State how many lines in the records below contain the string "woman", with case counting. Give only the number.

========================================

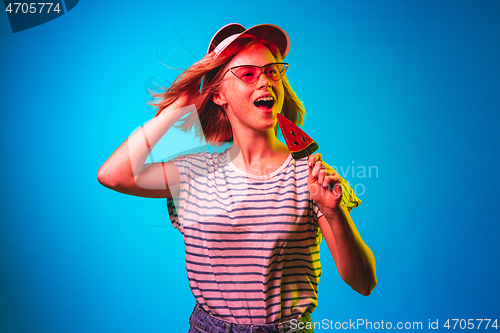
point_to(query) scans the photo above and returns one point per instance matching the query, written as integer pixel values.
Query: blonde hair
(202, 80)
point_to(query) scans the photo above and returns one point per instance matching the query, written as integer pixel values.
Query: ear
(217, 99)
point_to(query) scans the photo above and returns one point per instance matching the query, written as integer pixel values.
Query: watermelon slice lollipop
(299, 143)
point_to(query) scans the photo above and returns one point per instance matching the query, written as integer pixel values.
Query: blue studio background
(407, 89)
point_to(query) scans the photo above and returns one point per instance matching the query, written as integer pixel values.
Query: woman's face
(245, 107)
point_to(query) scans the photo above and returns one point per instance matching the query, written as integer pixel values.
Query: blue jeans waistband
(202, 321)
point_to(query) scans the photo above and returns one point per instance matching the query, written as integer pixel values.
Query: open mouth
(264, 103)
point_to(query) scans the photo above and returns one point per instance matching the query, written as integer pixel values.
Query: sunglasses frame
(285, 68)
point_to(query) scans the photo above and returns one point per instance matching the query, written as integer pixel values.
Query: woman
(252, 217)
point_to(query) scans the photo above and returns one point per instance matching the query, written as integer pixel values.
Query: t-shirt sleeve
(182, 163)
(191, 167)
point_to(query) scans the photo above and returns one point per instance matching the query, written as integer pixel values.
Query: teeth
(269, 98)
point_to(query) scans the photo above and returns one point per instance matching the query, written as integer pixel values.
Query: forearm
(355, 259)
(128, 160)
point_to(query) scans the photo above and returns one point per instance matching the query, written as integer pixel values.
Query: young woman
(252, 217)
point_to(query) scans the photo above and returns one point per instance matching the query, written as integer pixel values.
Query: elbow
(367, 290)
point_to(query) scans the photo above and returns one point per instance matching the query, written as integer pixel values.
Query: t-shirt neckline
(262, 177)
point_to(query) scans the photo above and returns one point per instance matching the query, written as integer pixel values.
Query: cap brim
(265, 32)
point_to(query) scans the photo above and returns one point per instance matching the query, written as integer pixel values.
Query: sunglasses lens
(274, 71)
(248, 74)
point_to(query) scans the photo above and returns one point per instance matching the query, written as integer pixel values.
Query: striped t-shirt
(251, 242)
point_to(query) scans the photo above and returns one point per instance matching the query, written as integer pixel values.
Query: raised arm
(125, 170)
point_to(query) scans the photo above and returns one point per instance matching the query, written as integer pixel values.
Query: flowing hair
(201, 81)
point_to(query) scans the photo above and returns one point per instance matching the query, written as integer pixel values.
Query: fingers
(325, 175)
(313, 158)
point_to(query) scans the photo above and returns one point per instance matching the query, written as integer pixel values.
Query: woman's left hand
(324, 183)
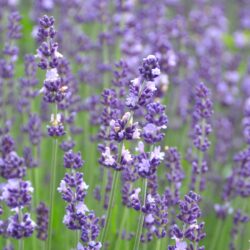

========================================

Final result.
4